_Records for this task_:
|---|
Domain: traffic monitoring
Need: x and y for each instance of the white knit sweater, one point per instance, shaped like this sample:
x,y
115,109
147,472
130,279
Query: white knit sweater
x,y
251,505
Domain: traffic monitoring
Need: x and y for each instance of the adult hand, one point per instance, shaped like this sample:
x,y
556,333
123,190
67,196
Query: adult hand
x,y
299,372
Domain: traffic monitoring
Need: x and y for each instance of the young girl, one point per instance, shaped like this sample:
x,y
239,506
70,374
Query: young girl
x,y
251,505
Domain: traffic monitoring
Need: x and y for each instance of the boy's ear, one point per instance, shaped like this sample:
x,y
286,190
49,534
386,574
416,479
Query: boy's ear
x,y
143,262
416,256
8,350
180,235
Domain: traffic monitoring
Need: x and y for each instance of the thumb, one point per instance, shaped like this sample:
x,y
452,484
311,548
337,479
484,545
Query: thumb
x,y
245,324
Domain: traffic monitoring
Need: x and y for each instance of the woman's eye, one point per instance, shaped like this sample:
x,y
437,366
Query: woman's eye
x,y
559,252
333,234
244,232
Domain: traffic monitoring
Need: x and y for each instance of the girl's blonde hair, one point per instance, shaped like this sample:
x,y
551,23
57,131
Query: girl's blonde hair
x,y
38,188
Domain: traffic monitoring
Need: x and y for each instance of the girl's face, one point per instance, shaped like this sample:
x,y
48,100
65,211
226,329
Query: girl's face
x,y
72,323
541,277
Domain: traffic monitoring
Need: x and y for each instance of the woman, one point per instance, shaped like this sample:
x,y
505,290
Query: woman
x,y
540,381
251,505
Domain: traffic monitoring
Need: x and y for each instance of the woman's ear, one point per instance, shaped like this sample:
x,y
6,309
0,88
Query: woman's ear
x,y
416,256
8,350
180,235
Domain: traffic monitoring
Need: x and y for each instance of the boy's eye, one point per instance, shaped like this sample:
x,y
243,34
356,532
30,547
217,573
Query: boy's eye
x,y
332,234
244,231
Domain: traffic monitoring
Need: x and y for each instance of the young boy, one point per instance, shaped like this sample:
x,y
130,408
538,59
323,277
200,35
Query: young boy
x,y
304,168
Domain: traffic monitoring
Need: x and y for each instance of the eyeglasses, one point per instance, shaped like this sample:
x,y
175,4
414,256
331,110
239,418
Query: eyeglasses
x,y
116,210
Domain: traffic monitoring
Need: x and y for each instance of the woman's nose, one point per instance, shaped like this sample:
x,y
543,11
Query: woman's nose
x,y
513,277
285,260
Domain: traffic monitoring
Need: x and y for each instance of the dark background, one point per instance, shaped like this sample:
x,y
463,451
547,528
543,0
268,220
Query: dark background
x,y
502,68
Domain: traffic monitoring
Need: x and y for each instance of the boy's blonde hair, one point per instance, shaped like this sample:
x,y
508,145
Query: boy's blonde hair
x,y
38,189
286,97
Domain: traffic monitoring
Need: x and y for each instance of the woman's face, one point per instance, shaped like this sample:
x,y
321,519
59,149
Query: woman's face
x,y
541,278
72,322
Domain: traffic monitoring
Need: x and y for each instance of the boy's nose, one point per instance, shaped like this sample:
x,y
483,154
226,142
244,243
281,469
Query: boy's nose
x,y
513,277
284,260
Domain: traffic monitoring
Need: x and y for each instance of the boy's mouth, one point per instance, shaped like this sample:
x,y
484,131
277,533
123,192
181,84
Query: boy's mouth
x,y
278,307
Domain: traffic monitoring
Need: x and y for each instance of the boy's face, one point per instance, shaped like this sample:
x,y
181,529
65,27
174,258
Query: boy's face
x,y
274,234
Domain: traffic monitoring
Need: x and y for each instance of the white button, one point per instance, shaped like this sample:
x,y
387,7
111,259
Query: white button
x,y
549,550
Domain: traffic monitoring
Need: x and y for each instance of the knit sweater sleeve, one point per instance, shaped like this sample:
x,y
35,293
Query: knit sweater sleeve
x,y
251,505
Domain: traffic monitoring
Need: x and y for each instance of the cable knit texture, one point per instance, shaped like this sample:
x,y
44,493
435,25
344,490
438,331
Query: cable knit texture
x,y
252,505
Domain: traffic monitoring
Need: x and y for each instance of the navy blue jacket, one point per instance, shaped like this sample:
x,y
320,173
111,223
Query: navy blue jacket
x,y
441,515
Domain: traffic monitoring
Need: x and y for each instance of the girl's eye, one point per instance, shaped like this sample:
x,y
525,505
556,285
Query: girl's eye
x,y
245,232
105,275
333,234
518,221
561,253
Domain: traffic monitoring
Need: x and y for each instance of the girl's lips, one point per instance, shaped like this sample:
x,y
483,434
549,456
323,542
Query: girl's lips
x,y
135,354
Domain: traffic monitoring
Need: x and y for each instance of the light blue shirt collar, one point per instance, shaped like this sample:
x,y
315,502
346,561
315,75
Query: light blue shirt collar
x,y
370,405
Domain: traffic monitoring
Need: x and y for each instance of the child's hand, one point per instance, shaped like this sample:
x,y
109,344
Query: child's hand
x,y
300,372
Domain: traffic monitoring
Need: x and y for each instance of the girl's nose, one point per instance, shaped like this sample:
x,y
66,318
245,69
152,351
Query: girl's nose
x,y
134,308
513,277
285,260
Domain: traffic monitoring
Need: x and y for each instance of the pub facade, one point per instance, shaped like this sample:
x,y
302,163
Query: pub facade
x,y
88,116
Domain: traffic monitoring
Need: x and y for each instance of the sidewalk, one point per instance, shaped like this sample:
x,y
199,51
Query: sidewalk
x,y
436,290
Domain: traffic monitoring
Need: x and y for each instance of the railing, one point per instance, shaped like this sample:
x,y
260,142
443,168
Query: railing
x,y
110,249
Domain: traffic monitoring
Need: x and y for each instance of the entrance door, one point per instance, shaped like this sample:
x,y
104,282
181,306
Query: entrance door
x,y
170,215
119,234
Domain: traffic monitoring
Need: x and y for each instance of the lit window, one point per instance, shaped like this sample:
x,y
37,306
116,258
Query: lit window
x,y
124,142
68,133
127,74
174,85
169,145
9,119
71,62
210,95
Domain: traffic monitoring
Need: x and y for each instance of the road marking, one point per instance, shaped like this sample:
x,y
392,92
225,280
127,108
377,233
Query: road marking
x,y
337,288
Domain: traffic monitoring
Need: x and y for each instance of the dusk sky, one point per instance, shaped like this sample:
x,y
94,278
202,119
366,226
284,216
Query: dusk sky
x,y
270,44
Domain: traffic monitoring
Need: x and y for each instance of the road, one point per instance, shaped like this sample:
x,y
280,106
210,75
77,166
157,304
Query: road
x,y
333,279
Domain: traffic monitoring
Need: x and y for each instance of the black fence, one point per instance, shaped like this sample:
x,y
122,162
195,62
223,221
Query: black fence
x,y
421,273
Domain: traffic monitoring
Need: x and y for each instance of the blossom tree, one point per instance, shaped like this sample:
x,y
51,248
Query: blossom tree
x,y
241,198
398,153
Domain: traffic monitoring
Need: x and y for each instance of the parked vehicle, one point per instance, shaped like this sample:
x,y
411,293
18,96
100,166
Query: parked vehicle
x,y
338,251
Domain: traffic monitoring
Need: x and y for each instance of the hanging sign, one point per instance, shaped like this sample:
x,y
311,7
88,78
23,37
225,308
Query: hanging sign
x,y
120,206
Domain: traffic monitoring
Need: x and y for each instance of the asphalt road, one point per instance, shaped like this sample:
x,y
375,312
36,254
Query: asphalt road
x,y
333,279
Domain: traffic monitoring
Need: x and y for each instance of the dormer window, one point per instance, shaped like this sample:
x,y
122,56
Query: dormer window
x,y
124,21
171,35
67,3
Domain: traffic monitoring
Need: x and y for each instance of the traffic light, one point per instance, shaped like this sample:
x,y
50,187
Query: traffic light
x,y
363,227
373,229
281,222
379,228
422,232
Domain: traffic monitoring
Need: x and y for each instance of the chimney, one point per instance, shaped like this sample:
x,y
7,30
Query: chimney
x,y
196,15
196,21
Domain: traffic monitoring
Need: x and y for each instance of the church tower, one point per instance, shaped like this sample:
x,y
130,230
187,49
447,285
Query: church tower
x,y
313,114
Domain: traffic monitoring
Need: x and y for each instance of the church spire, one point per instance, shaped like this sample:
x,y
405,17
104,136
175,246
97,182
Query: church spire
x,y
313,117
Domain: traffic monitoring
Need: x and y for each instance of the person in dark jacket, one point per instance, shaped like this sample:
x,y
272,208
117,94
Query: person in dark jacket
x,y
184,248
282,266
|---|
_Task goal_:
Look above for the line that contains "Need: x and y for each instance of the person". That line and every line after it through the end of the data must be written out exactly, with nothing else.

_Answer space_:
Need: x and y for each instance of the person in dark jacket, one point per instance, shaped like this sample:
x,y
272,208
117,94
Query: person in dark jacket
x,y
184,248
282,266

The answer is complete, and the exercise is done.